Write out the data once more, exactly as it reads.

━━━━━━━━━━━━━━━━━━━━━━━━━━━━━━

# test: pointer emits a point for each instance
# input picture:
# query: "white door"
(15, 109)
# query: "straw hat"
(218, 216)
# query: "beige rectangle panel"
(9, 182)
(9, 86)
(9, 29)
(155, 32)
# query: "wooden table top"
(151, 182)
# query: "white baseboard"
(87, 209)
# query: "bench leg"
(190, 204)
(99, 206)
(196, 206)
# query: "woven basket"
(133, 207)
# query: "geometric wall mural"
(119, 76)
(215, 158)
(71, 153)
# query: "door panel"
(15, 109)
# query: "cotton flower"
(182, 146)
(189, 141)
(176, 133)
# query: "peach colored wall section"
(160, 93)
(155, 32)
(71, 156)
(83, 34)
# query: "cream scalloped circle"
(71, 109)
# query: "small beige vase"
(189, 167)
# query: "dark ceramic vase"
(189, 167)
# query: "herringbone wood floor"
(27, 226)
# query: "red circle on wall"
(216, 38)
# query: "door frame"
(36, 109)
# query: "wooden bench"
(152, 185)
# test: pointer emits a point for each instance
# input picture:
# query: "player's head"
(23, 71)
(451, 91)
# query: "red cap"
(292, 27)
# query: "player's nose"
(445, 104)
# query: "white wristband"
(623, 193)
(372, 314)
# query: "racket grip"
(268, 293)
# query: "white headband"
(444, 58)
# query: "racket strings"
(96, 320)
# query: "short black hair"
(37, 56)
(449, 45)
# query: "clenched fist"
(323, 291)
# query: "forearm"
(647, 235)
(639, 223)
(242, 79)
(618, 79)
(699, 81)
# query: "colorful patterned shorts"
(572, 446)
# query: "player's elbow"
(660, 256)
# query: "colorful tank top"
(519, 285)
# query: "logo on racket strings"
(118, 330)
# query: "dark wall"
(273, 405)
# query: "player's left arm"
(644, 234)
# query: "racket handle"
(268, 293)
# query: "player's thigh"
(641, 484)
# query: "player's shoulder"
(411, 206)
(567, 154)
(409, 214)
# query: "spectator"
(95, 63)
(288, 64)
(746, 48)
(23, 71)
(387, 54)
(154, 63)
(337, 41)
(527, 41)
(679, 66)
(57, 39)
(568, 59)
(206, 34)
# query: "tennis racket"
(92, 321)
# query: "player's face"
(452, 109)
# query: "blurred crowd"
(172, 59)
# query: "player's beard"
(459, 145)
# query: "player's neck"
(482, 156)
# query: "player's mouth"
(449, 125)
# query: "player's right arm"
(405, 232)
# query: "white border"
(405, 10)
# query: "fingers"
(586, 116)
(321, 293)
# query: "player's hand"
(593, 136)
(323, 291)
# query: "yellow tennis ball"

━━━━━━━━━━━━━━━━━━━━━━━━━━━━━━

Result of this exercise:
# test: pointer emits a point for each instance
# input picture:
# query: "white door"
(15, 109)
# query: "straw hat"
(218, 216)
# query: "beige rectangle panel"
(9, 182)
(9, 86)
(9, 29)
(155, 32)
# query: "wooden table top"
(151, 182)
# query: "white baseboard"
(87, 209)
# query: "bench leg"
(190, 204)
(99, 206)
(196, 206)
# query: "woven basket"
(133, 207)
# query: "geometric wall mural"
(119, 76)
(215, 158)
(71, 153)
# query: "door panel"
(15, 109)
# query: "cotton flower"
(182, 146)
(189, 141)
(176, 133)
# query: "peach colored wall section"
(160, 93)
(155, 32)
(71, 156)
(83, 34)
# query: "cream scalloped circle"
(71, 109)
# query: "small beige vase"
(189, 167)
# query: "dark ceramic vase"
(189, 167)
# query: "herringbone wood floor"
(27, 226)
# query: "red circle on wall"
(216, 38)
# query: "door frame"
(36, 109)
# query: "wooden bench"
(152, 185)
# test: pointer emits a point for each instance
# input picture:
# query: "player's head"
(23, 71)
(451, 91)
# query: "red cap"
(292, 27)
# query: "player's nose"
(445, 104)
# query: "white wristband"
(623, 193)
(372, 314)
# query: "racket grip"
(268, 293)
# query: "white headband"
(444, 58)
# query: "racket strings"
(96, 320)
# query: "short black hair"
(37, 56)
(449, 45)
# query: "clenched fist"
(323, 291)
# query: "forearm"
(647, 235)
(639, 223)
(242, 79)
(618, 79)
(699, 81)
# query: "colorful patterned shorts"
(572, 446)
# query: "player's elbow"
(660, 256)
# query: "colorful tank top"
(519, 285)
# query: "logo on racket strings"
(118, 330)
# query: "dark wall"
(273, 405)
# query: "player's left arm"
(644, 234)
# query: "racket handle"
(268, 293)
# query: "player's thigh"
(641, 484)
# query: "player's shoulder"
(411, 206)
(567, 154)
(409, 214)
# query: "spectator"
(95, 63)
(288, 64)
(746, 48)
(23, 71)
(387, 54)
(154, 63)
(337, 41)
(527, 41)
(679, 66)
(57, 39)
(568, 59)
(206, 34)
# query: "tennis racket"
(92, 321)
# query: "player's face"
(452, 109)
# query: "blurred crowd"
(172, 59)
# query: "player's beard"
(459, 145)
# query: "player's neck"
(482, 156)
# query: "player's mouth"
(449, 125)
# query: "player's right arm"
(405, 232)
# query: "white border"
(405, 10)
# query: "fingers"
(586, 116)
(321, 293)
# query: "player's hand"
(593, 136)
(323, 291)
# query: "yellow tennis ball"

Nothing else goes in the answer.